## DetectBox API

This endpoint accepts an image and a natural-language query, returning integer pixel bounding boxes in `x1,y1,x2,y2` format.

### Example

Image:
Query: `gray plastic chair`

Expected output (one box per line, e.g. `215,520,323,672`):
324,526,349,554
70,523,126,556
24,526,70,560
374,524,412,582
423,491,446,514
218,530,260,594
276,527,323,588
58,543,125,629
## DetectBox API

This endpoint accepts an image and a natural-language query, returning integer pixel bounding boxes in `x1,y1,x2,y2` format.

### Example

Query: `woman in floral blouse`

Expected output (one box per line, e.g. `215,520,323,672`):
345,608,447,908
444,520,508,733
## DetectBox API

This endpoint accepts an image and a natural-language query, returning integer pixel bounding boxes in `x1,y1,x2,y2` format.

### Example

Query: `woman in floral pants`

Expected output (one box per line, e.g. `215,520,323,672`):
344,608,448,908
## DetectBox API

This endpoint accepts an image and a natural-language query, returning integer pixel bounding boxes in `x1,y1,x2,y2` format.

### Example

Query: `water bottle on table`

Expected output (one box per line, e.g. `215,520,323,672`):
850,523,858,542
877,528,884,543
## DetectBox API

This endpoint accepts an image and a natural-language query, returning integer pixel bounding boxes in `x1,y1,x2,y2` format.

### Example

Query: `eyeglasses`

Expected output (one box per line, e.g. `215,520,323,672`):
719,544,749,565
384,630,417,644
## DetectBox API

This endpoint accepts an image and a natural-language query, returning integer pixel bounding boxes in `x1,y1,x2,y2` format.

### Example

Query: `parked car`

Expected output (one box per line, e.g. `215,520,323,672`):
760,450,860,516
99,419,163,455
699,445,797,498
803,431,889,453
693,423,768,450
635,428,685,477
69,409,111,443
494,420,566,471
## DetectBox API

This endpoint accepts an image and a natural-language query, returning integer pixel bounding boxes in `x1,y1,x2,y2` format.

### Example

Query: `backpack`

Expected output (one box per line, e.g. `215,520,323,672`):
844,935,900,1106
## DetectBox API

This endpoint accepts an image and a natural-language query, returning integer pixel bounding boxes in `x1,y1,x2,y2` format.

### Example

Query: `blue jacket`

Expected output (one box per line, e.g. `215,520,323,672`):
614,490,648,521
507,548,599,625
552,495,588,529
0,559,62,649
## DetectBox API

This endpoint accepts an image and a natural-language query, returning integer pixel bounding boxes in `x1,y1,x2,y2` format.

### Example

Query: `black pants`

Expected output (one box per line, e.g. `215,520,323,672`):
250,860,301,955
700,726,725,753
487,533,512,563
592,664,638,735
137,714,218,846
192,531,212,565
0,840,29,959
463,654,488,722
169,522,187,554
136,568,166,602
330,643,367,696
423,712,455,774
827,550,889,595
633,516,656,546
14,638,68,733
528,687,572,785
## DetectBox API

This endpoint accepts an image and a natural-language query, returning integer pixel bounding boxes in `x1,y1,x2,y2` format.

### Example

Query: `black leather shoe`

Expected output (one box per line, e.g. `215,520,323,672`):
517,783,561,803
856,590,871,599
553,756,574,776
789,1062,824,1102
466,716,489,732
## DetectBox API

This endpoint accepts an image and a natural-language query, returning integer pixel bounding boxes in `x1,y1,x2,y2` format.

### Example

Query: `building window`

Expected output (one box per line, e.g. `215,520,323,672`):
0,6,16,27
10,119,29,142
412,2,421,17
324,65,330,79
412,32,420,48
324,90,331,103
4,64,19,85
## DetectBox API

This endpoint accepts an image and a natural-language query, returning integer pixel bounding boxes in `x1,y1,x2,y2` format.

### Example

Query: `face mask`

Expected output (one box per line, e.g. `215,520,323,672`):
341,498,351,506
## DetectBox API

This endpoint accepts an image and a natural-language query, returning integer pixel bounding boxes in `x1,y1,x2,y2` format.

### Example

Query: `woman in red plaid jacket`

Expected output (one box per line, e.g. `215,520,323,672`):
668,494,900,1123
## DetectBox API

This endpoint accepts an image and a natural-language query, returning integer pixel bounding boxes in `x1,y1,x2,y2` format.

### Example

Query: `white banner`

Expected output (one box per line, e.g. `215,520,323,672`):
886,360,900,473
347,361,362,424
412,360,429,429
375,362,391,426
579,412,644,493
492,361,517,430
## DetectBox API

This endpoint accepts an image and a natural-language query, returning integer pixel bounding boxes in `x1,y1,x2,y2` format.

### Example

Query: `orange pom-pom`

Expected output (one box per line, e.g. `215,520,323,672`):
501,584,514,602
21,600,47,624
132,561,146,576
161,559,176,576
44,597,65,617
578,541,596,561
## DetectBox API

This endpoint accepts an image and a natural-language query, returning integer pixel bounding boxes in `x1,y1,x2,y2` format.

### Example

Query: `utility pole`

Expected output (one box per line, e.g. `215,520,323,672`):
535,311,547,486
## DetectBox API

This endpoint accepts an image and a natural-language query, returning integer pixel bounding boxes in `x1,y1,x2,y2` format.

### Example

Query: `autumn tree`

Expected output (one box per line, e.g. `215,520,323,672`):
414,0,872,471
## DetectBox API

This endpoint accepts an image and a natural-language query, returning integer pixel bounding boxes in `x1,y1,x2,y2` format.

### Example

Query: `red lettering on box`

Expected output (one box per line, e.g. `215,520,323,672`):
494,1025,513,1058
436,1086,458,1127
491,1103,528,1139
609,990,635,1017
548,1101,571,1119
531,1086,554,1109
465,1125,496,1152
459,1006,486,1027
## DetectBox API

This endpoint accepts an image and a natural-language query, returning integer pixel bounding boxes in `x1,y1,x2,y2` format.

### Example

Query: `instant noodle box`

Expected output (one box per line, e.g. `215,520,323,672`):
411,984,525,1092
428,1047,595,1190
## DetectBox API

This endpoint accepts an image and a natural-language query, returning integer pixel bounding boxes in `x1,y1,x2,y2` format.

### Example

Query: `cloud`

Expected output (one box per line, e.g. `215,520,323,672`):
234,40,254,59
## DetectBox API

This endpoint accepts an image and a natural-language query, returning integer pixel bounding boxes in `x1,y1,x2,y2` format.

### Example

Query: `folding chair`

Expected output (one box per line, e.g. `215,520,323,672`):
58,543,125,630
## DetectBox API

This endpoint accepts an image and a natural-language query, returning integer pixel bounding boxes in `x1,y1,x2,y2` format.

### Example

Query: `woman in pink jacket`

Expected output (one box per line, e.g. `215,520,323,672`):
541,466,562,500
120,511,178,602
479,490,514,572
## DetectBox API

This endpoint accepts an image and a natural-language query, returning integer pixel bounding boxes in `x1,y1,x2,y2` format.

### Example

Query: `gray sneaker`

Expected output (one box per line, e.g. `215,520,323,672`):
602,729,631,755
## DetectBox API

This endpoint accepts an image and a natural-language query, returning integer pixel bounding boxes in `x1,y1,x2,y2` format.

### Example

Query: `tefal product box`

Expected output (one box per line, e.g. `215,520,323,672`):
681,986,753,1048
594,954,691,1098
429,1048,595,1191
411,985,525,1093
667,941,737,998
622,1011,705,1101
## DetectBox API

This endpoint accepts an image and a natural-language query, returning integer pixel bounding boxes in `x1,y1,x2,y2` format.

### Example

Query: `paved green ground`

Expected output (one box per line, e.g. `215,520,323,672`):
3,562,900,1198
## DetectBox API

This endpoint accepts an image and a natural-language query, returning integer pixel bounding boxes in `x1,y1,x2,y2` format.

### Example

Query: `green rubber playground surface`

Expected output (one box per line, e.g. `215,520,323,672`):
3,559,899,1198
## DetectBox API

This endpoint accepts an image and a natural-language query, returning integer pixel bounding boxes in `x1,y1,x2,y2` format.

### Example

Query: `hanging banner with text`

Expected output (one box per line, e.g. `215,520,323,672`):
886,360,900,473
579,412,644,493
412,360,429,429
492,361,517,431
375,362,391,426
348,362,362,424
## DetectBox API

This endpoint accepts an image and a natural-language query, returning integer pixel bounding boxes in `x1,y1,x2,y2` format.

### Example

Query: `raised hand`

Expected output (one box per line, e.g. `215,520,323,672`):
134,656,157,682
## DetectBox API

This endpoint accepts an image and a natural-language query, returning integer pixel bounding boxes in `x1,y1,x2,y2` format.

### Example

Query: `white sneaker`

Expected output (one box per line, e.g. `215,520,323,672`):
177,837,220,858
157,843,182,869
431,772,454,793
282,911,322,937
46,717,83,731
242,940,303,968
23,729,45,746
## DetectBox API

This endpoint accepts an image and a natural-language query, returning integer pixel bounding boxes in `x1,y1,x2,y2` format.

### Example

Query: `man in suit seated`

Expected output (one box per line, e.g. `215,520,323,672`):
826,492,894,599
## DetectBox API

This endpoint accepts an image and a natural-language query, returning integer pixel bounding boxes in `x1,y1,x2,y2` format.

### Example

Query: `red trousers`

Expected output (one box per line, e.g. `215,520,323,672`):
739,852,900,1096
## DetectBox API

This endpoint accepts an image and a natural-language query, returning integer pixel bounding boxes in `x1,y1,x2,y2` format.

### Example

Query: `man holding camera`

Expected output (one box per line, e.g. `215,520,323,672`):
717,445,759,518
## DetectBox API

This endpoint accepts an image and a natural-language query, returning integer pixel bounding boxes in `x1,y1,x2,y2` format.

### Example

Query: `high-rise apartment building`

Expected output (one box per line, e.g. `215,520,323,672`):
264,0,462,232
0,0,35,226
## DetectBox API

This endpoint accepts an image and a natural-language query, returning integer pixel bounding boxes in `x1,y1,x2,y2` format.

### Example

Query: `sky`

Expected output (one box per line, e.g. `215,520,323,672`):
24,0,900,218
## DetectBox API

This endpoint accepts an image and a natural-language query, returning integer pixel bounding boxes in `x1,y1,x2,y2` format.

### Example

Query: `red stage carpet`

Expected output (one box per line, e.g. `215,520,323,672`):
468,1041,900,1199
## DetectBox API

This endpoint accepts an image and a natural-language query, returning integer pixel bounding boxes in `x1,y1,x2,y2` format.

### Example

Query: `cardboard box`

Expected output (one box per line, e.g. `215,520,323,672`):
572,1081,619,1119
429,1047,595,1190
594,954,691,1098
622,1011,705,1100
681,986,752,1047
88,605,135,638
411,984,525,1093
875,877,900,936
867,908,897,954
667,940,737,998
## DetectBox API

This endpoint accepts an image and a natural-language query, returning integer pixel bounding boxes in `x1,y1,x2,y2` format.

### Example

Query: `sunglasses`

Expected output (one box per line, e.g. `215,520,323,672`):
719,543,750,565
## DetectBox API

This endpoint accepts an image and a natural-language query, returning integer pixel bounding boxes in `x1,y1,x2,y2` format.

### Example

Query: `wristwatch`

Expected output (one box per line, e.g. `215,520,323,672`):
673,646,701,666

● **Exercise description**: Look through the data above. Each line containing the word "pants" needs to be copied.

● **Reply**:
Query: `woman in floral pants`
Query: `black pants`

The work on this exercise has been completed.